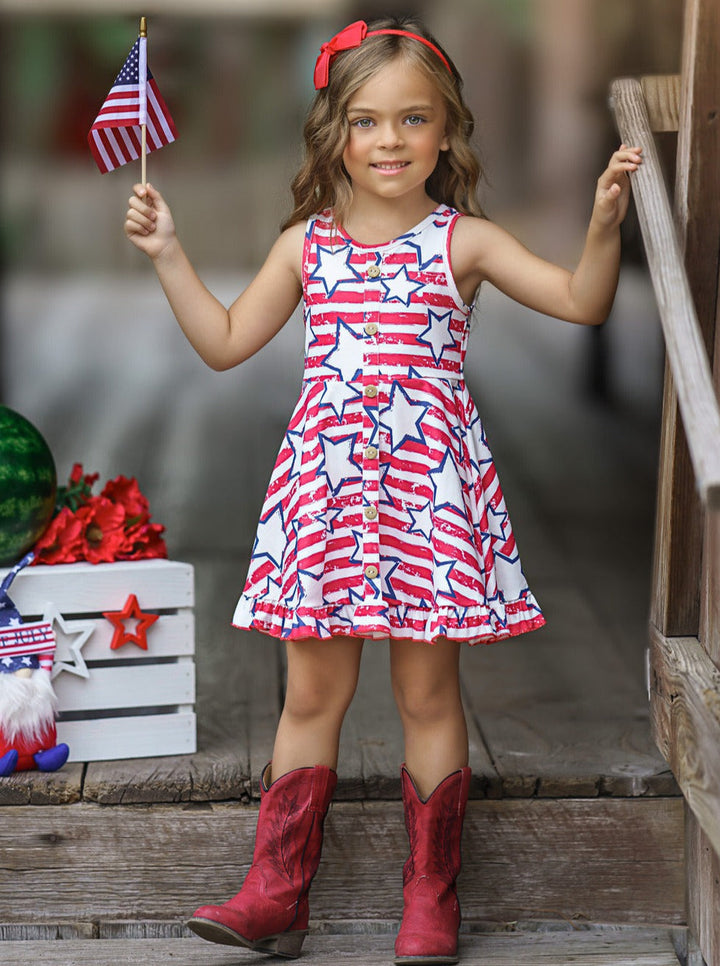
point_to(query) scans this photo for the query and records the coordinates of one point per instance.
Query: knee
(427, 702)
(319, 698)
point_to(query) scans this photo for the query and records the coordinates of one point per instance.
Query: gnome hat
(22, 645)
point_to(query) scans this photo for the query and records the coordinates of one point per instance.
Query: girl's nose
(389, 135)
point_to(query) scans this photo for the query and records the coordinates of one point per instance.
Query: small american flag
(134, 100)
(22, 645)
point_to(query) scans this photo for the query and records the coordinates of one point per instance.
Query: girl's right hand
(148, 221)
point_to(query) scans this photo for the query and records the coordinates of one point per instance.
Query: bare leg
(426, 685)
(321, 682)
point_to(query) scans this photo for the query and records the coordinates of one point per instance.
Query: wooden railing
(686, 350)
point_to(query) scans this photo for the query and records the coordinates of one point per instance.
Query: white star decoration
(401, 288)
(69, 643)
(404, 412)
(421, 520)
(334, 267)
(439, 335)
(271, 534)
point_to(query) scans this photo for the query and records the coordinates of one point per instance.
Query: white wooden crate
(133, 703)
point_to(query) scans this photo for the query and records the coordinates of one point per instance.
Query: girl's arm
(483, 251)
(222, 337)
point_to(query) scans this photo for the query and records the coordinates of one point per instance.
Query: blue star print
(333, 267)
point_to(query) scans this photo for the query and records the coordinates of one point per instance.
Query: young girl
(384, 517)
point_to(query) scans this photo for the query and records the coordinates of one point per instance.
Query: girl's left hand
(613, 190)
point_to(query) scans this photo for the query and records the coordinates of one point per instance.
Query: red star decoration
(130, 611)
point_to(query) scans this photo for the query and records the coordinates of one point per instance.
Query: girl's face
(397, 130)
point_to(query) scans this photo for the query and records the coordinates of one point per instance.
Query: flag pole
(143, 86)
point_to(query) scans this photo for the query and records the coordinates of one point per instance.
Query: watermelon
(28, 482)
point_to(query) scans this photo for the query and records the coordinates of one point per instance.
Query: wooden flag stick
(143, 127)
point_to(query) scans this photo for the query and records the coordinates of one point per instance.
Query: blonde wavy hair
(322, 181)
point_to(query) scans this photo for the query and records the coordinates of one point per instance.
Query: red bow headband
(352, 36)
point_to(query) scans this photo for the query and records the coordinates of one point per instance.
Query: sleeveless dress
(384, 516)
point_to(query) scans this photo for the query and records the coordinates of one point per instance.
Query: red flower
(102, 529)
(79, 489)
(142, 541)
(62, 541)
(126, 493)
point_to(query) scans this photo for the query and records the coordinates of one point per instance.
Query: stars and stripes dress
(384, 515)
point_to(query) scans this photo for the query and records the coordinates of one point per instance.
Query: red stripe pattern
(384, 515)
(115, 136)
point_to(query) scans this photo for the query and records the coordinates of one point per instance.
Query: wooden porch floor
(99, 366)
(591, 947)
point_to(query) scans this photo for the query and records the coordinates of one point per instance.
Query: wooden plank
(686, 721)
(703, 899)
(594, 946)
(675, 605)
(43, 788)
(93, 588)
(709, 633)
(149, 735)
(687, 352)
(662, 99)
(142, 685)
(599, 859)
(235, 690)
(560, 715)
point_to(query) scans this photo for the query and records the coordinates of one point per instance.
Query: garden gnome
(28, 738)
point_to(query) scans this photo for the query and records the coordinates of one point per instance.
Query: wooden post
(678, 565)
(688, 602)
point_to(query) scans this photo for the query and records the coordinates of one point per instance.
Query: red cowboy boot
(431, 913)
(270, 913)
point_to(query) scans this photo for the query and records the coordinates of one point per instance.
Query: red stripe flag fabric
(134, 100)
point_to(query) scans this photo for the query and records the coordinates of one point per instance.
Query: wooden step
(597, 860)
(596, 946)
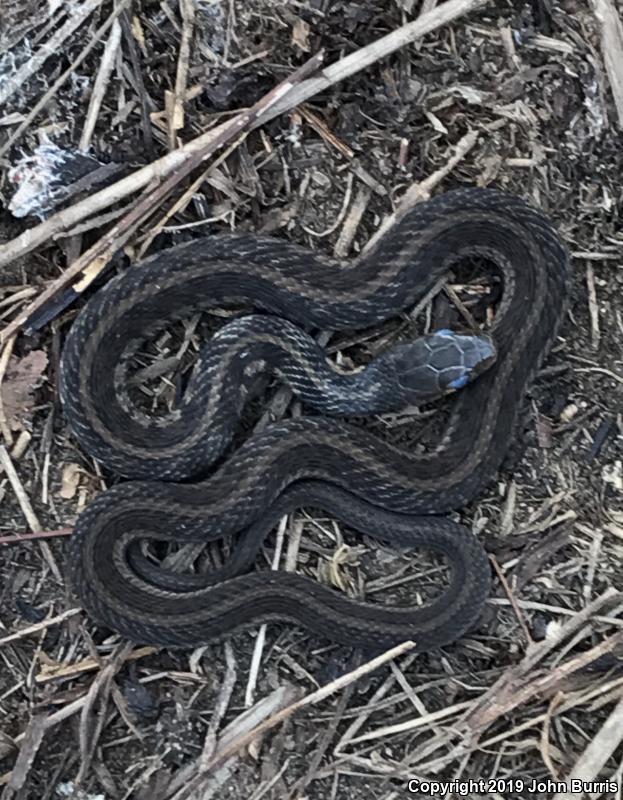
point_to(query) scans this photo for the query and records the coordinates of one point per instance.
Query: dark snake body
(369, 484)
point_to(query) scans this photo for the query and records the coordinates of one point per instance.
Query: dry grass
(514, 97)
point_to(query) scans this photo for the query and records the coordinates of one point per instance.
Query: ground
(527, 693)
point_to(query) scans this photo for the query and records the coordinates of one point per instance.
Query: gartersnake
(366, 482)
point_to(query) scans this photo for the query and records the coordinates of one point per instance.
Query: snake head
(439, 363)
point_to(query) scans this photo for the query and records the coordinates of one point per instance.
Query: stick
(101, 84)
(67, 218)
(99, 33)
(612, 49)
(228, 750)
(97, 256)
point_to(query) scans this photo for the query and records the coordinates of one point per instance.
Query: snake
(187, 485)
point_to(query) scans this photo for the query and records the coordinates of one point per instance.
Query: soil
(529, 79)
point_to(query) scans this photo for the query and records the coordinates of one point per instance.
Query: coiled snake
(367, 483)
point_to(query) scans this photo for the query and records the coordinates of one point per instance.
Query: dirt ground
(535, 691)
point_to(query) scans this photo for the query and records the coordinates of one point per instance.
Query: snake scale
(367, 483)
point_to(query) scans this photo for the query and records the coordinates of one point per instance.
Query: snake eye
(439, 363)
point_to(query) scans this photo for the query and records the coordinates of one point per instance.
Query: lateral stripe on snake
(345, 470)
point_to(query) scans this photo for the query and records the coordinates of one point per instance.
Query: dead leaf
(300, 34)
(22, 377)
(70, 481)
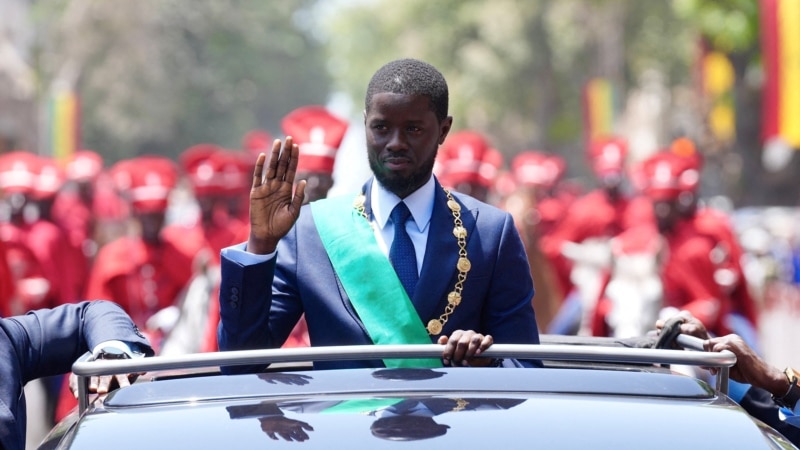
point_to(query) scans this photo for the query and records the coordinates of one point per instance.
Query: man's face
(666, 214)
(403, 136)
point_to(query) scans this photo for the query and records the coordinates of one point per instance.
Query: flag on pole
(780, 45)
(598, 109)
(64, 120)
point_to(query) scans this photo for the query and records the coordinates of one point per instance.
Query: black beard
(402, 187)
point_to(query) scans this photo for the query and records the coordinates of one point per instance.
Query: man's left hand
(463, 348)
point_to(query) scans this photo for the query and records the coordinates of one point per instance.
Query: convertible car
(592, 393)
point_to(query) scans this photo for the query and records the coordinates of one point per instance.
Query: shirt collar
(420, 203)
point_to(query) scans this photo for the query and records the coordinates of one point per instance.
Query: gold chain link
(463, 265)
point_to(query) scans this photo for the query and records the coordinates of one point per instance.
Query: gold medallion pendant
(435, 326)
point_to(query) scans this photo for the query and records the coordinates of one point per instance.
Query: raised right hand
(274, 200)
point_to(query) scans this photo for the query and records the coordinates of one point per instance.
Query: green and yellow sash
(369, 279)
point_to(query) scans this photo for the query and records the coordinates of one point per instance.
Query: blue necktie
(402, 254)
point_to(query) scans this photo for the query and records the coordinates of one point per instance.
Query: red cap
(318, 134)
(607, 155)
(85, 165)
(234, 171)
(146, 181)
(257, 141)
(685, 149)
(200, 170)
(19, 172)
(50, 178)
(532, 168)
(467, 157)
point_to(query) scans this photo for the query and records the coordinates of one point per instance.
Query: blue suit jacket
(45, 343)
(260, 304)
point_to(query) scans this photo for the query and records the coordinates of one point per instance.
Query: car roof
(573, 406)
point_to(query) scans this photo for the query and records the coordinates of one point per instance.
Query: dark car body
(598, 399)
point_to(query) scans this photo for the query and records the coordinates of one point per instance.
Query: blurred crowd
(146, 232)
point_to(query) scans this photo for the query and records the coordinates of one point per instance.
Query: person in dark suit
(763, 390)
(47, 342)
(456, 271)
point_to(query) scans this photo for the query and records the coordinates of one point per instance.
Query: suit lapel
(441, 256)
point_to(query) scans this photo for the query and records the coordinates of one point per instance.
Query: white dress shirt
(420, 203)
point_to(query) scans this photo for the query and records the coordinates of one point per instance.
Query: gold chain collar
(463, 265)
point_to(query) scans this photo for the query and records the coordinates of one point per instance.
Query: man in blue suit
(452, 269)
(46, 342)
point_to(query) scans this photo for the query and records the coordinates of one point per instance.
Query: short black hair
(411, 77)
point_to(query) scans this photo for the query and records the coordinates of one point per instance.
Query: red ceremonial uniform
(689, 270)
(145, 273)
(467, 163)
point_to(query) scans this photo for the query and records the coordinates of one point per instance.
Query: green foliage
(730, 25)
(157, 76)
(516, 68)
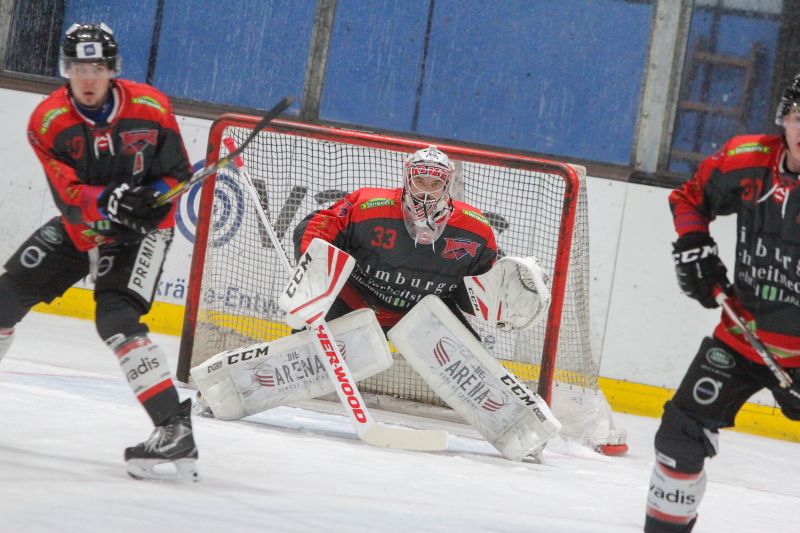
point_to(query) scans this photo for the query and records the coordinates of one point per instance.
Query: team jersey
(746, 177)
(392, 273)
(139, 144)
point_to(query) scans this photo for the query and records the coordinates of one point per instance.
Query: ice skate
(169, 453)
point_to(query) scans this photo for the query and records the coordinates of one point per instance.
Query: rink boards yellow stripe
(624, 397)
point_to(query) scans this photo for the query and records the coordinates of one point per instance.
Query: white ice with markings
(66, 415)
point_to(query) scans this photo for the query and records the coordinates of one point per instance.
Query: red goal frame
(402, 144)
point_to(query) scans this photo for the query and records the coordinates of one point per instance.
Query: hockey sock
(145, 367)
(6, 338)
(673, 499)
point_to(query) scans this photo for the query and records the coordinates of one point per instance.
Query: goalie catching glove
(321, 272)
(513, 295)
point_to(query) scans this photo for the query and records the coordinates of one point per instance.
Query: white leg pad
(456, 365)
(252, 379)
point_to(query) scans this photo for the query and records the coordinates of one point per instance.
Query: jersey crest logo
(476, 216)
(134, 143)
(458, 248)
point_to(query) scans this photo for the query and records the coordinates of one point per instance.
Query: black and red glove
(133, 206)
(699, 268)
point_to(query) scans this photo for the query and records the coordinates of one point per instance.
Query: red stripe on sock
(155, 389)
(132, 345)
(664, 517)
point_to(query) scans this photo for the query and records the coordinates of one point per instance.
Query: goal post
(535, 206)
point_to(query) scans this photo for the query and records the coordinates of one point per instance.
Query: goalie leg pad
(249, 380)
(439, 347)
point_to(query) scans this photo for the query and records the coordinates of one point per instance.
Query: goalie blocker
(456, 365)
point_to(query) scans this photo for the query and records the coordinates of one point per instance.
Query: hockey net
(536, 207)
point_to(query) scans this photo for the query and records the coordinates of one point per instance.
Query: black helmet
(790, 98)
(89, 43)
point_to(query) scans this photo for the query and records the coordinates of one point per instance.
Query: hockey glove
(133, 207)
(699, 268)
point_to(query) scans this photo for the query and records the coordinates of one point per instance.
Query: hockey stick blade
(367, 429)
(204, 173)
(784, 379)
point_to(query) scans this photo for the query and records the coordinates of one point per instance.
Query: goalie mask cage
(536, 207)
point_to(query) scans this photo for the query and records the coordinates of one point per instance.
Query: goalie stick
(784, 379)
(367, 429)
(204, 173)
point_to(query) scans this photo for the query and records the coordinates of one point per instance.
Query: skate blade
(180, 470)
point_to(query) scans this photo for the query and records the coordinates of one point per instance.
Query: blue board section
(239, 52)
(542, 76)
(375, 63)
(132, 24)
(723, 86)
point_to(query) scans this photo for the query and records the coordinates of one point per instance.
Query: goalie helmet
(427, 205)
(89, 43)
(789, 101)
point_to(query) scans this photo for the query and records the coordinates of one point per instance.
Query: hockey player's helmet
(427, 205)
(789, 100)
(89, 43)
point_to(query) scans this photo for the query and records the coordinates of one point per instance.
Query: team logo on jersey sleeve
(135, 142)
(458, 248)
(150, 102)
(50, 116)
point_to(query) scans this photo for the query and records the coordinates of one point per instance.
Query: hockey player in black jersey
(108, 147)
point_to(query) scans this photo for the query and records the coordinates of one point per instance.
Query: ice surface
(66, 414)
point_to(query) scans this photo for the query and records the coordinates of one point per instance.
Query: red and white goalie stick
(367, 429)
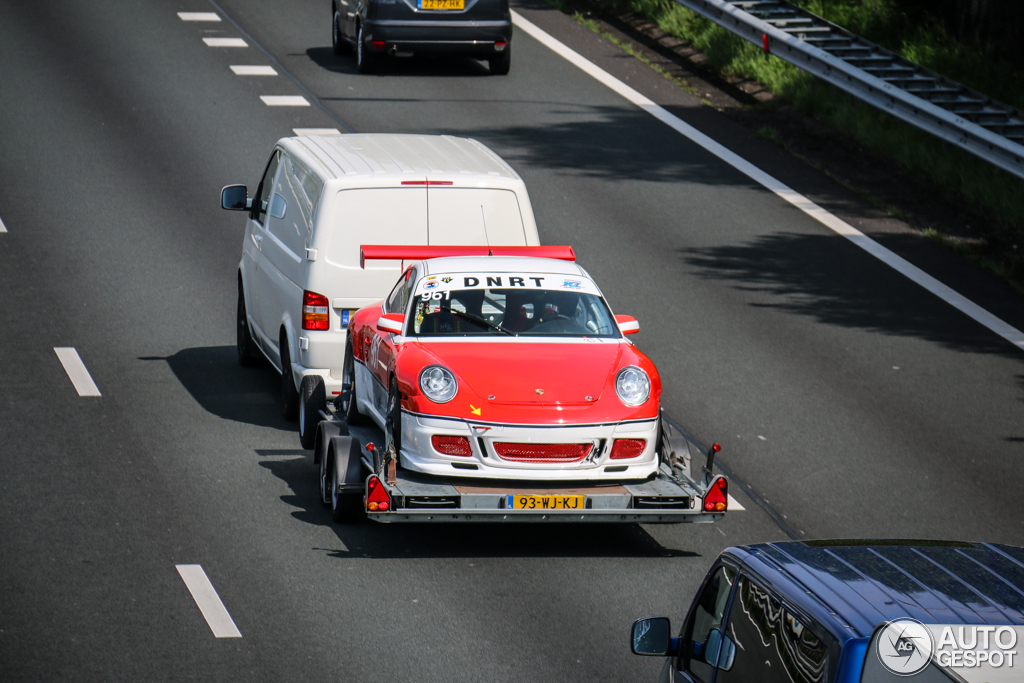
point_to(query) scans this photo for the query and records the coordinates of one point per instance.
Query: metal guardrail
(984, 127)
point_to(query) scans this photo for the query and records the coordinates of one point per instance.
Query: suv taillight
(717, 498)
(378, 499)
(315, 311)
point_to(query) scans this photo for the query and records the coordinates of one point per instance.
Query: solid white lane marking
(285, 100)
(734, 504)
(225, 42)
(76, 372)
(199, 16)
(316, 131)
(254, 71)
(208, 601)
(1005, 330)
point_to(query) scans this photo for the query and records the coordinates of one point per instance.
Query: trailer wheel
(347, 404)
(312, 399)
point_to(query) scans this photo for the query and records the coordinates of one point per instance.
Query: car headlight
(438, 384)
(632, 385)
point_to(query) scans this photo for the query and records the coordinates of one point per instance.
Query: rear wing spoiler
(422, 252)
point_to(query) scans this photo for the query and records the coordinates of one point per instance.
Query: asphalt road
(848, 397)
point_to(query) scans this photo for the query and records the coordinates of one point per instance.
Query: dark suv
(375, 29)
(846, 611)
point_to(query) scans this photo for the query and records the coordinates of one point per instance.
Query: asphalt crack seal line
(954, 299)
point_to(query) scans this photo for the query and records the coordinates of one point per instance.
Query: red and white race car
(502, 363)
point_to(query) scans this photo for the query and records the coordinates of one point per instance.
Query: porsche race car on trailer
(506, 390)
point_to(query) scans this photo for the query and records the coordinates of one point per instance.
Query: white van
(323, 197)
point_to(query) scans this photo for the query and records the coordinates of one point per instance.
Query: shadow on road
(213, 377)
(372, 540)
(817, 276)
(434, 66)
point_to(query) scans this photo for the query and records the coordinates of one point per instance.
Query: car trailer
(360, 480)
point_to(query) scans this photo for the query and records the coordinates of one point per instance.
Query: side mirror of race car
(392, 323)
(628, 325)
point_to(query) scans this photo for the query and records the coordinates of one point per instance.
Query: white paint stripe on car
(76, 371)
(199, 16)
(225, 42)
(285, 100)
(316, 131)
(962, 303)
(253, 71)
(209, 602)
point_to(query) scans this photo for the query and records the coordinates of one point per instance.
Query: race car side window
(765, 637)
(706, 617)
(262, 202)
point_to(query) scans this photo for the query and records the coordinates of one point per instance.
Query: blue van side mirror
(235, 198)
(652, 637)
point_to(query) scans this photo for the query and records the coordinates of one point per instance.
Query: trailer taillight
(451, 445)
(627, 447)
(717, 498)
(315, 311)
(378, 500)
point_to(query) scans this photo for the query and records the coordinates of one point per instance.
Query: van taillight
(315, 311)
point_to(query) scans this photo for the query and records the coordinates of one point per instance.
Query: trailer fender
(325, 430)
(346, 457)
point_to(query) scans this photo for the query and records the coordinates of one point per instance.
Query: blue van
(814, 611)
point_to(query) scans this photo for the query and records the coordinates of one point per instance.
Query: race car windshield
(521, 312)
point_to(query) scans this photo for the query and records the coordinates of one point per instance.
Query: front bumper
(419, 455)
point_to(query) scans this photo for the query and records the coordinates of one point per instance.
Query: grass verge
(912, 34)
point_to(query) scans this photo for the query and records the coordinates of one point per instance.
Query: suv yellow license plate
(442, 4)
(547, 502)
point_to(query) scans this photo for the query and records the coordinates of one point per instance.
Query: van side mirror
(235, 198)
(392, 323)
(652, 637)
(628, 325)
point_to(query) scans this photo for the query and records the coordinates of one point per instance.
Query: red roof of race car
(422, 252)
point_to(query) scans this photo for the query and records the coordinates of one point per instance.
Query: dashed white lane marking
(76, 372)
(316, 131)
(208, 601)
(285, 100)
(199, 16)
(225, 42)
(254, 71)
(1005, 330)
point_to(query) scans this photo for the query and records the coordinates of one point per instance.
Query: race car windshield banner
(505, 281)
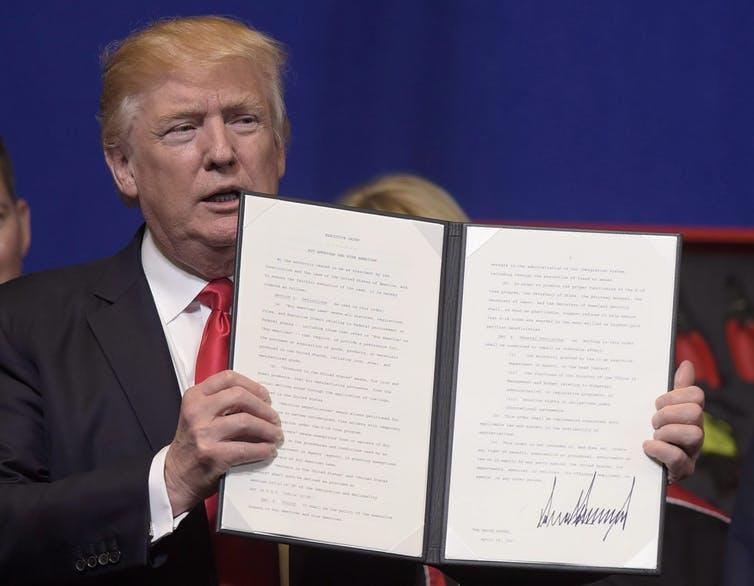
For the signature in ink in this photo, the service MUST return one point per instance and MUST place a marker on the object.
(583, 514)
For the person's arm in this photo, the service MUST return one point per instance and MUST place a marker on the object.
(51, 526)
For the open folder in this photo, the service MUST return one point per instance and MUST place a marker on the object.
(453, 393)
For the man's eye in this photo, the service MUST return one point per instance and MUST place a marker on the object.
(182, 128)
(246, 120)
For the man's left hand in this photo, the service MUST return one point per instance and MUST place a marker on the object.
(679, 425)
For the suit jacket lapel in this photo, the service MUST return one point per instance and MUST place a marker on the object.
(129, 332)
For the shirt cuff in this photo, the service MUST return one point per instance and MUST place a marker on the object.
(161, 522)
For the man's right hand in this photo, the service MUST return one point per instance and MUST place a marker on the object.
(224, 421)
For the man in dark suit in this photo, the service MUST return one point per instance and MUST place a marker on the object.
(108, 447)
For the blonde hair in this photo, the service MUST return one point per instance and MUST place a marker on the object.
(405, 194)
(129, 67)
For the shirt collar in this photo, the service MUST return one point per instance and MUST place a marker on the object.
(173, 288)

####################

◆ YOUR OBJECTIVE ◆
Give exactly the lines from the one with "For the blonde" to the end of the entries, nothing before them.

◆ OUTPUT FOR THIS TASK ◆
For the blonde hair in this photo, the service MUST return one point per instance and MUST place a marker on the object.
(405, 194)
(129, 67)
For the shirt collar in this photo, the service MUST return one point per instance and MUST place a marker on the object.
(173, 288)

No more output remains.